* [WORK REQUIRED]
Count the lines in the material below that contain the word "road" and reply with that number alone.

* [MATERIAL]

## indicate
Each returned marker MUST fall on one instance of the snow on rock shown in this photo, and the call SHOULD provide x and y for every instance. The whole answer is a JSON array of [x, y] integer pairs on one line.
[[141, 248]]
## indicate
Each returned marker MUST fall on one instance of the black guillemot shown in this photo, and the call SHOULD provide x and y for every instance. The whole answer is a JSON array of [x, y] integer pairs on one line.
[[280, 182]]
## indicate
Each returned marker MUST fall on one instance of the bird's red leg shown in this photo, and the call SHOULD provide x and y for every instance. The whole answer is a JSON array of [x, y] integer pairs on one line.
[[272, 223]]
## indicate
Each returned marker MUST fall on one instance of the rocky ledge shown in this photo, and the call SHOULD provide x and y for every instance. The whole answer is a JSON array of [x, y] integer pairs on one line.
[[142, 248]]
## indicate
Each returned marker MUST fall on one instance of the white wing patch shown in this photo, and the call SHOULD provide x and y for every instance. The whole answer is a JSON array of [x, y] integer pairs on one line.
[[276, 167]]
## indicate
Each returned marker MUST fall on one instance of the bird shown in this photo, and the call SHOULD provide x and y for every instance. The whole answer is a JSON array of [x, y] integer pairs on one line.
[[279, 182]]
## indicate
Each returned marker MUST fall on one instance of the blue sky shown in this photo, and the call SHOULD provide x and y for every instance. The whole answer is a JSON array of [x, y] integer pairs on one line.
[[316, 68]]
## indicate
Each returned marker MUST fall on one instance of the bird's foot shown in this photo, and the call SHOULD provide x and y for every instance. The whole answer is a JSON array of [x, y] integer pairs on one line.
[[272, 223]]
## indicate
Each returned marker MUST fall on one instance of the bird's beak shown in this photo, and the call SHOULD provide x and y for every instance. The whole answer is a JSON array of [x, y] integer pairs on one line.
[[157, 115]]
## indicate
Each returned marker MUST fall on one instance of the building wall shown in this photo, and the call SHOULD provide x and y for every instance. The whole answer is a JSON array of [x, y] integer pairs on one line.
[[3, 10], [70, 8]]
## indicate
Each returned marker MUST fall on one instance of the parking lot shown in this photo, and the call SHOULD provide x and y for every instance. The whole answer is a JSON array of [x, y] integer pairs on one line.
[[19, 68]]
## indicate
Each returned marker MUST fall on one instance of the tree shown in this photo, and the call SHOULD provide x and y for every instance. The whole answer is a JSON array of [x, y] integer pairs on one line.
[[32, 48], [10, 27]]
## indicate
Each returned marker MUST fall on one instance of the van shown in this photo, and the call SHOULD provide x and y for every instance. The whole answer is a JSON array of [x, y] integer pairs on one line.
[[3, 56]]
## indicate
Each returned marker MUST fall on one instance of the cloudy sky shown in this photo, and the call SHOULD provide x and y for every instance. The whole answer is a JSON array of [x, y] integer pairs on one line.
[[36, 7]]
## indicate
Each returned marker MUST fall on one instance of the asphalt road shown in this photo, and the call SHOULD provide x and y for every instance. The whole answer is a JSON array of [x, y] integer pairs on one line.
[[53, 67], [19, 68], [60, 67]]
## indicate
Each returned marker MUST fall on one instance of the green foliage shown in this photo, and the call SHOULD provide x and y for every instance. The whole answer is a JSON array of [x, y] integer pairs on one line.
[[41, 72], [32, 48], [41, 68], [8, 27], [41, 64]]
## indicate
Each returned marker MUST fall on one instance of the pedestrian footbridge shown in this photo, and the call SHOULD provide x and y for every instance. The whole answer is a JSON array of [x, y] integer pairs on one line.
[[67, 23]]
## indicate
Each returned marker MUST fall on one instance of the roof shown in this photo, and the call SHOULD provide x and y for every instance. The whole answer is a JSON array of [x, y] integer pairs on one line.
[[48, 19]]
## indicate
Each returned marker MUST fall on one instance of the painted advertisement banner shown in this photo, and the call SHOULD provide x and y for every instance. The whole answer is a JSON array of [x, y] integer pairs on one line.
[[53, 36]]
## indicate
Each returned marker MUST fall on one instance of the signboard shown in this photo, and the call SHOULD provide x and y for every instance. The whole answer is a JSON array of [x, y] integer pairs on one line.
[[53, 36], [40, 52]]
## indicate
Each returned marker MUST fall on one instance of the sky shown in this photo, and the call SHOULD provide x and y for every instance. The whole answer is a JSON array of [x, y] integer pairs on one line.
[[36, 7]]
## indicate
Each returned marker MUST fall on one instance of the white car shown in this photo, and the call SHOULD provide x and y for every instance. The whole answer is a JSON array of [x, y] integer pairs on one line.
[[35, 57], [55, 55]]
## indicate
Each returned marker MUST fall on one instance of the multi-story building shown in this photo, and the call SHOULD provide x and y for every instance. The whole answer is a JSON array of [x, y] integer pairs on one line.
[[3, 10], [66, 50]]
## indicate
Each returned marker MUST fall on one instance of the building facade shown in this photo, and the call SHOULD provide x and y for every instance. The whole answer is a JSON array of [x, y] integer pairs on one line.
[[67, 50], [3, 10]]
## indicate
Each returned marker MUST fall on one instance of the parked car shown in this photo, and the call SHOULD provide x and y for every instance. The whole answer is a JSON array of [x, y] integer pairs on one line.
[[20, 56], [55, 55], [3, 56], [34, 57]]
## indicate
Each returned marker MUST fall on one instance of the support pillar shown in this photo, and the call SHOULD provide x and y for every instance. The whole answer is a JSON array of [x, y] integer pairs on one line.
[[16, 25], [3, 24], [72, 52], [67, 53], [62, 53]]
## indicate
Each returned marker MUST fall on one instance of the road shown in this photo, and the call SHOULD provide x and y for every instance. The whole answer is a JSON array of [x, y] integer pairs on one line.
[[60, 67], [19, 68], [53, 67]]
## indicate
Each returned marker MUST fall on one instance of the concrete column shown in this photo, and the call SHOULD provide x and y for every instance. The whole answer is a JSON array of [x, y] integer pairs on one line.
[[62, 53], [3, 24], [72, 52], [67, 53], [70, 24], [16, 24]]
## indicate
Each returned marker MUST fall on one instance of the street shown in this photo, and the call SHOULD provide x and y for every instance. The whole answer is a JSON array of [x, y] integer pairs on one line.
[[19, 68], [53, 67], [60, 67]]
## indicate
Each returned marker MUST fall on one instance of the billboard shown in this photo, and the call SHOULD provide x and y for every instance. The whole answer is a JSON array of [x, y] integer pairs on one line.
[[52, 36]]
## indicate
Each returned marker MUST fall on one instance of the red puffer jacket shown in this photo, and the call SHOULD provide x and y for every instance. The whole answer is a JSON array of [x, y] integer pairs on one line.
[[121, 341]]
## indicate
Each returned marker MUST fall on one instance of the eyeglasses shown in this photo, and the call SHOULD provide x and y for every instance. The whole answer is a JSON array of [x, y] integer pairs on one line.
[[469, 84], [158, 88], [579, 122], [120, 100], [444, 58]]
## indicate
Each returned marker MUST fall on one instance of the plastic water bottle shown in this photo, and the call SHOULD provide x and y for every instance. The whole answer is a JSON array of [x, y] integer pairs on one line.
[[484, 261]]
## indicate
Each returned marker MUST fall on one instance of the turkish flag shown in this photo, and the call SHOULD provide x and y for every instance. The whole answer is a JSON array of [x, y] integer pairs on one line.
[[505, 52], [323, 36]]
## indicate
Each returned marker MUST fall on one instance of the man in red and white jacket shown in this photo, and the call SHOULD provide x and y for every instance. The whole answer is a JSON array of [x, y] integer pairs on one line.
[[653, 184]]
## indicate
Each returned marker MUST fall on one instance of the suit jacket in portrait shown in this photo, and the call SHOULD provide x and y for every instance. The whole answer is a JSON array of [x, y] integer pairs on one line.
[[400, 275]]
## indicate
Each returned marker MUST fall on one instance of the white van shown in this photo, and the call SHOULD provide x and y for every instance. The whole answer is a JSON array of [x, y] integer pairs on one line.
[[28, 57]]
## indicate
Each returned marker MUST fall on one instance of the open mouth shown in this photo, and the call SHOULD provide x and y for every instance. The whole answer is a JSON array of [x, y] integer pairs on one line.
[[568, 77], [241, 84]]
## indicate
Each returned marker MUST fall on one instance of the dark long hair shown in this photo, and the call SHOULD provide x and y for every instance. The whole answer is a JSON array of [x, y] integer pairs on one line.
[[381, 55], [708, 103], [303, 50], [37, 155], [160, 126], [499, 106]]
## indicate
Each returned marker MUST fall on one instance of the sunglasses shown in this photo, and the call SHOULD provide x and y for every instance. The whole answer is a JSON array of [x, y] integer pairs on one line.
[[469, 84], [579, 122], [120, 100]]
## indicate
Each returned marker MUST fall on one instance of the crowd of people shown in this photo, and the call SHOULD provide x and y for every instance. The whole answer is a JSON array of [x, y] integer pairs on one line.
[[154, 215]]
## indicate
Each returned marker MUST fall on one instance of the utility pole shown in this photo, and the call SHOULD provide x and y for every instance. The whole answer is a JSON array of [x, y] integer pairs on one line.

* [TASK SOLUTION]
2